#### Data extract

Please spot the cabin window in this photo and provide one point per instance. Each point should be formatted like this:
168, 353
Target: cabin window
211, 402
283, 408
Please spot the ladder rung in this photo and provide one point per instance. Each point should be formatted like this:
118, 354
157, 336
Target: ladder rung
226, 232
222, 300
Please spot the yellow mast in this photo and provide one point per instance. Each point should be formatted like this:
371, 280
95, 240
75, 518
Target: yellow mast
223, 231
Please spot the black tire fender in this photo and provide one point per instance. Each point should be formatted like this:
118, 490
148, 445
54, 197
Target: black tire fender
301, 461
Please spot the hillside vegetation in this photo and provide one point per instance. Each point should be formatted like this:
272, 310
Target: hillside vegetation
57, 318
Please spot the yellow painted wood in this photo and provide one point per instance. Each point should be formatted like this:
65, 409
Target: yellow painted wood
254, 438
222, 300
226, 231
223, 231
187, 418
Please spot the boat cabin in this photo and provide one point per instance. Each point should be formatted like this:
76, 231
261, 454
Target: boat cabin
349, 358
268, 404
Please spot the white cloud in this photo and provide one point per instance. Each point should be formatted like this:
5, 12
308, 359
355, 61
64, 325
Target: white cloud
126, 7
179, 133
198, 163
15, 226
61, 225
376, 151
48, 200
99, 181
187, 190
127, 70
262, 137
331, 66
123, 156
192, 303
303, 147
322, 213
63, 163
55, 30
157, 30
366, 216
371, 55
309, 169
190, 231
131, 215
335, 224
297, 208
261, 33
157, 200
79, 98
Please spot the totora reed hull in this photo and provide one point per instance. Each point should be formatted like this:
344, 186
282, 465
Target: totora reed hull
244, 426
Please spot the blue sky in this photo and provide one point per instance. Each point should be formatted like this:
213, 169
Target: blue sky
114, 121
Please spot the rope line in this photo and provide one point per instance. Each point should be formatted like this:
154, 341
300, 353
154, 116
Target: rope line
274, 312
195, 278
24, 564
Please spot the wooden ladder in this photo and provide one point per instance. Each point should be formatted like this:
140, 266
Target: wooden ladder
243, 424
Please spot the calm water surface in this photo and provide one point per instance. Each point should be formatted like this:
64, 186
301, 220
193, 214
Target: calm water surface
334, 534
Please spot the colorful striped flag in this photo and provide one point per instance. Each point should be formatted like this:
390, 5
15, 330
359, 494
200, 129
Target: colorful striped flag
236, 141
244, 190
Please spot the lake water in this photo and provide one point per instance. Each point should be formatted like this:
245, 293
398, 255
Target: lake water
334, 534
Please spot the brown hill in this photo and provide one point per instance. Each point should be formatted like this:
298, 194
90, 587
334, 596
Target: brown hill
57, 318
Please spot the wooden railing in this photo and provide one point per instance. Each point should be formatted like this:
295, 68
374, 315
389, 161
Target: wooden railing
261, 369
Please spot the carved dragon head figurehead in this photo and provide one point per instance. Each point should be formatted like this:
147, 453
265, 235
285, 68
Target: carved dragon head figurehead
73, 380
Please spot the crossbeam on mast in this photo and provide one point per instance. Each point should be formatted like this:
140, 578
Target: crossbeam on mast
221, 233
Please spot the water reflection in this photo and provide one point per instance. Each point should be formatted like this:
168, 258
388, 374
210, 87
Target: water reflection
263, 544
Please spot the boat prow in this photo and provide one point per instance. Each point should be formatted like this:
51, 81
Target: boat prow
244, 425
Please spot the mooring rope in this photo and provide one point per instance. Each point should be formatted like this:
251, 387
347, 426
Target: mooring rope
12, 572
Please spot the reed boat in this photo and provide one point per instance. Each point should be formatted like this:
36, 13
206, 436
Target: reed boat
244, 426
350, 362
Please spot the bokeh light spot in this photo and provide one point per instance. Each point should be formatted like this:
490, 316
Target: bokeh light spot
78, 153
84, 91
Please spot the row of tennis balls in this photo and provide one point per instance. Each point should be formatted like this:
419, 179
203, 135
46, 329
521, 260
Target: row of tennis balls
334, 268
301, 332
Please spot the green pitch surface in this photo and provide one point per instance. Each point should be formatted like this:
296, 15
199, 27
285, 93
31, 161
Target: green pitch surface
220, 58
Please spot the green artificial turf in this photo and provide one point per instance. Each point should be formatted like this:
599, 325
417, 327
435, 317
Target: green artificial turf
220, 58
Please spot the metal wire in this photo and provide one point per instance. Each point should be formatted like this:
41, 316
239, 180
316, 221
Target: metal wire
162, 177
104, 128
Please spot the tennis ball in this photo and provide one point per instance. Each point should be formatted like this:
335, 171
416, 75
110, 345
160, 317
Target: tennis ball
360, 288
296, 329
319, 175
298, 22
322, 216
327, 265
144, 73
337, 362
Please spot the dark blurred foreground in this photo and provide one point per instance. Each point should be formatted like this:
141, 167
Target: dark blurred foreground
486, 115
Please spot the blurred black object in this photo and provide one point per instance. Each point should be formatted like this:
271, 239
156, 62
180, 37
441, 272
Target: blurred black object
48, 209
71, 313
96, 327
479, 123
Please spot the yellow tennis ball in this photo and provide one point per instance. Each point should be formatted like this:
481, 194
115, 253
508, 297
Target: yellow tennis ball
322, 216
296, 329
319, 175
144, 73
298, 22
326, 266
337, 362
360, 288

########
#### Data extract

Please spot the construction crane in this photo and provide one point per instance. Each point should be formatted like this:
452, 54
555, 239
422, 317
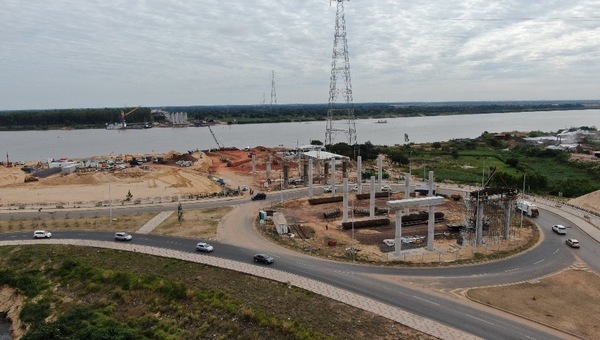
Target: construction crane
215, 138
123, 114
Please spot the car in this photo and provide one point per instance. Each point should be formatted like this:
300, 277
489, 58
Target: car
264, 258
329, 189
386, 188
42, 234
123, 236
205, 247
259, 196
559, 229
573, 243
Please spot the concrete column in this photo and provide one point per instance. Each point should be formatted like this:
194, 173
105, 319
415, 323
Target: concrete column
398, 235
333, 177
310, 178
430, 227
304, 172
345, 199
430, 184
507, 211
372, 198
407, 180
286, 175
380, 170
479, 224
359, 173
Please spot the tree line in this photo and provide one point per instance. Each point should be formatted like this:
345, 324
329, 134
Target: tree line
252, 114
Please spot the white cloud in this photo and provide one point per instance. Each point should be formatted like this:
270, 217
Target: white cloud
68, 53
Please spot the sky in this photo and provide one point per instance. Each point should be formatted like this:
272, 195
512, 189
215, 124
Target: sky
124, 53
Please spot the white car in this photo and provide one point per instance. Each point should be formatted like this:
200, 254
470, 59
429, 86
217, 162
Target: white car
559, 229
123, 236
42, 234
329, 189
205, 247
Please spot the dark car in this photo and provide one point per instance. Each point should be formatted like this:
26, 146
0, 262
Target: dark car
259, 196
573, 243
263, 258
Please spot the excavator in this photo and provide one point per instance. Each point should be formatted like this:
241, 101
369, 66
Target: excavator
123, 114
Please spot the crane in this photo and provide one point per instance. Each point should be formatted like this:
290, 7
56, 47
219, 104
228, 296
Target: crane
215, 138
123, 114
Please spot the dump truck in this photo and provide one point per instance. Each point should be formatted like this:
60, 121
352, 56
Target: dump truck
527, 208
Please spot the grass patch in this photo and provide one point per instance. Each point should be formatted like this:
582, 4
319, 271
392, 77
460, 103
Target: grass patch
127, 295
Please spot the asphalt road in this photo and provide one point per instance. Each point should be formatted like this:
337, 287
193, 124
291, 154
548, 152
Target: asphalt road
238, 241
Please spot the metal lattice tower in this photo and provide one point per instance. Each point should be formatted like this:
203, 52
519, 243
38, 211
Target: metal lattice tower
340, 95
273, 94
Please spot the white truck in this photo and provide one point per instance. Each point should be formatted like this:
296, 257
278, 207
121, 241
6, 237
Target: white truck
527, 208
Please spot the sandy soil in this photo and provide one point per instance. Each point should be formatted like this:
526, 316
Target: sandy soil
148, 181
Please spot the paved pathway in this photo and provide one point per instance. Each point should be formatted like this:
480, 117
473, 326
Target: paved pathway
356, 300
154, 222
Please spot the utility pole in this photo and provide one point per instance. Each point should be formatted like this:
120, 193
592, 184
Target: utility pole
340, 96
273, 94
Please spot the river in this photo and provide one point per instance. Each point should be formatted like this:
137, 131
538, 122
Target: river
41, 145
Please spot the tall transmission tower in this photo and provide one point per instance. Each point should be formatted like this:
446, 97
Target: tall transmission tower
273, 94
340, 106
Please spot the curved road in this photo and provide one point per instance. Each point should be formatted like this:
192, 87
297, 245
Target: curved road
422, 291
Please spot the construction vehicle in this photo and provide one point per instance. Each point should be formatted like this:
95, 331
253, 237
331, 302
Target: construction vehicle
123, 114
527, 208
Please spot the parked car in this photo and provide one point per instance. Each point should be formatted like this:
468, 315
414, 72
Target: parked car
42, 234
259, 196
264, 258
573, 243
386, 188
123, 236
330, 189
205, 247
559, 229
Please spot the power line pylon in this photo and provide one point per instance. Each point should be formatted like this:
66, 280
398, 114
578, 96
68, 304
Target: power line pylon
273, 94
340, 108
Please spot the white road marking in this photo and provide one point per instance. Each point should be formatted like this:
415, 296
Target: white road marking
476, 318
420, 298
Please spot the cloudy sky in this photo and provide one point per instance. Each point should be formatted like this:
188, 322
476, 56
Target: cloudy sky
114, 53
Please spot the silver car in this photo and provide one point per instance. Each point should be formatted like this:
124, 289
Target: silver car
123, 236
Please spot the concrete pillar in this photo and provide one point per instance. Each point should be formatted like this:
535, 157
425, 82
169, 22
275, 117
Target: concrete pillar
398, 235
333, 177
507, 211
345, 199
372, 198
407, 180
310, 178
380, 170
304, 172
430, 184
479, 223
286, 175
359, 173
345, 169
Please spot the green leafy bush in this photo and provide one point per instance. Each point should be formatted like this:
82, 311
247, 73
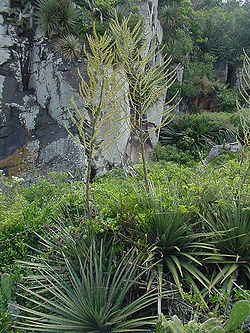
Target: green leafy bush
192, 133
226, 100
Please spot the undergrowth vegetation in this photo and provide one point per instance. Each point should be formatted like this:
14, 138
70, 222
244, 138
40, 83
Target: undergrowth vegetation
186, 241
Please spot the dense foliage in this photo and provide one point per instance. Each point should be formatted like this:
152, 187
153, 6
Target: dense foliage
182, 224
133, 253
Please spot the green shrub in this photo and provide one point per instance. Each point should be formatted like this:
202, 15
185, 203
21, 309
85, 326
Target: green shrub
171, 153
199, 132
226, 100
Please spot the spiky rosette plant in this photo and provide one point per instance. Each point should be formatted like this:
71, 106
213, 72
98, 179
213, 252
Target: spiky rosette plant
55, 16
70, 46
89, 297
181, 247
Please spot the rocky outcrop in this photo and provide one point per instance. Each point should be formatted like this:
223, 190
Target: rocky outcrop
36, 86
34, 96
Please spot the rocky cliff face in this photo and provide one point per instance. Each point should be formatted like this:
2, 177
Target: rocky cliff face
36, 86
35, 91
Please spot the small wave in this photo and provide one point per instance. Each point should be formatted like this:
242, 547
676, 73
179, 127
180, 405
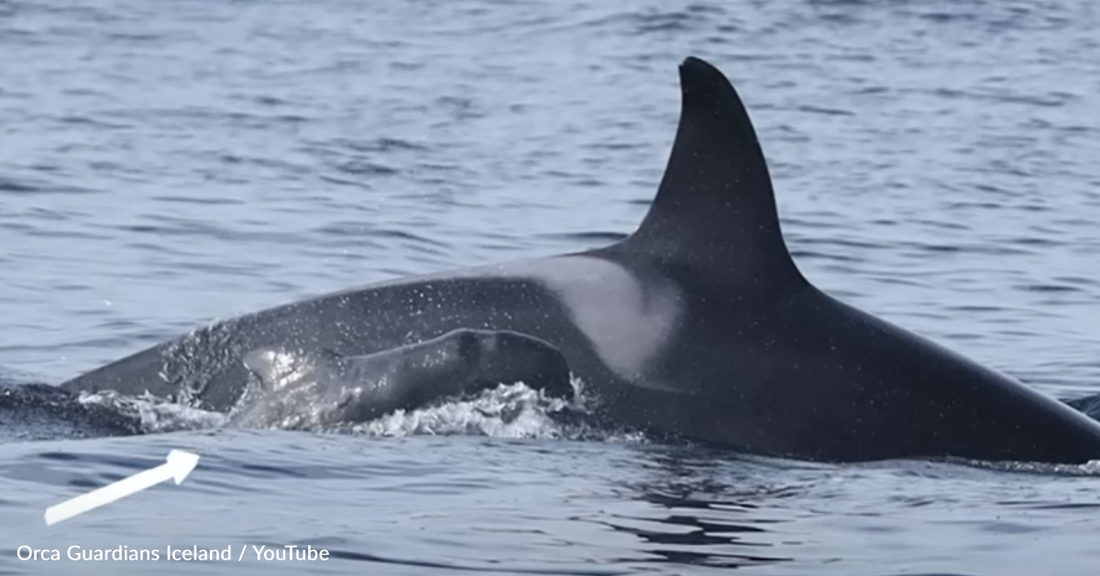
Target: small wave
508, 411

########

** What to do **
Gather every line in the rows above that contains the string "tree".

** Reply to the task **
Please spot the tree line in this photo and provide one point per instance. Each point should be formatted like this:
Target: tree line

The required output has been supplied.